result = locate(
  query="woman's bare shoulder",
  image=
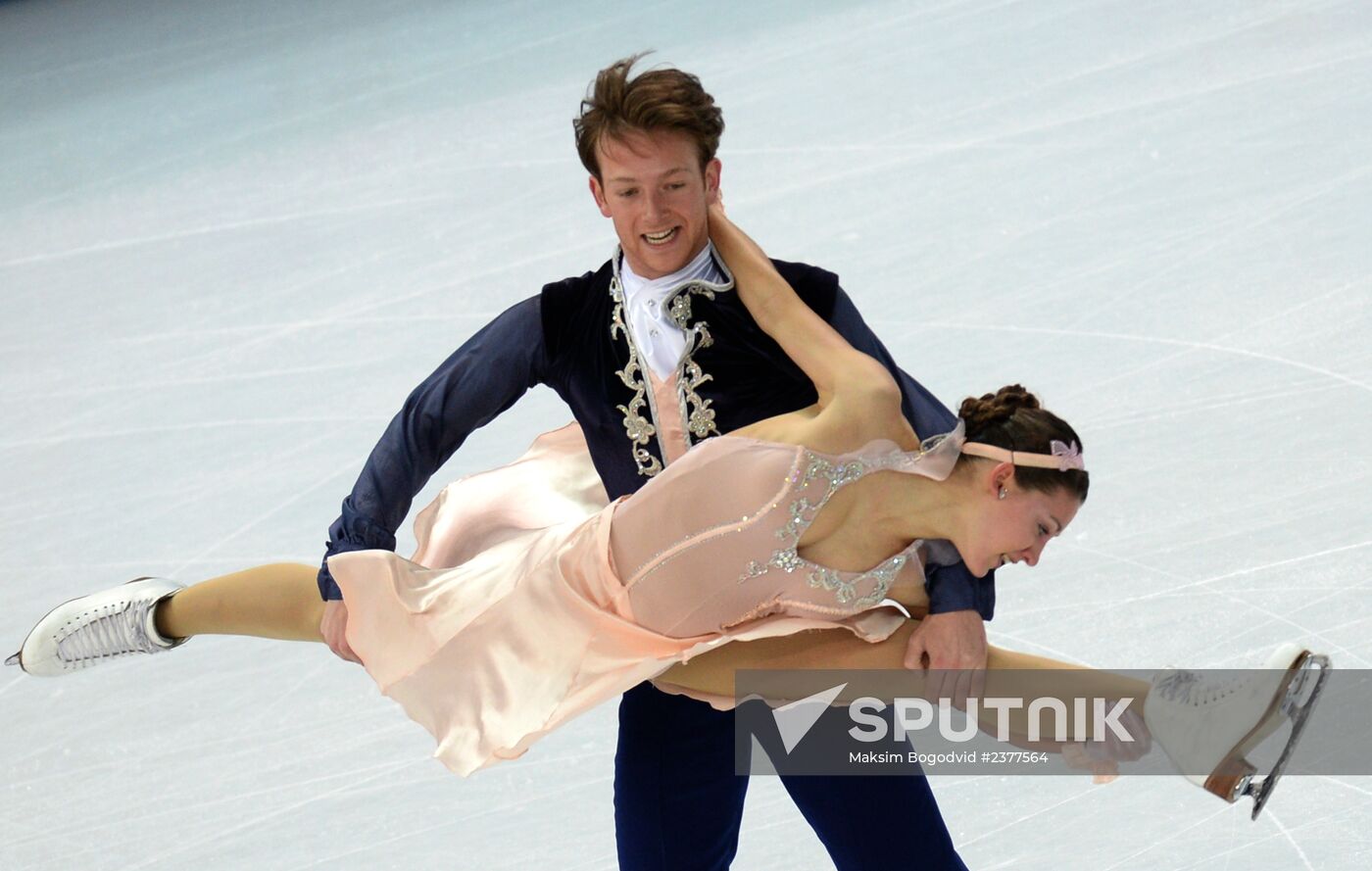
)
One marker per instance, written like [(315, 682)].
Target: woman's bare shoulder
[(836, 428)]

━━━━━━━━━━━━━━━━━━━━

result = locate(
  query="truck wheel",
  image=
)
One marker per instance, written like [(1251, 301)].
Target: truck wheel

━━━━━━━━━━━━━━━━━━━━

WORK TO BE COMPLETED =
Show every line of the listing above that contains the string "truck". Matching is case-sensitive.

THE REPLY =
  query="truck wheel",
Target: truck wheel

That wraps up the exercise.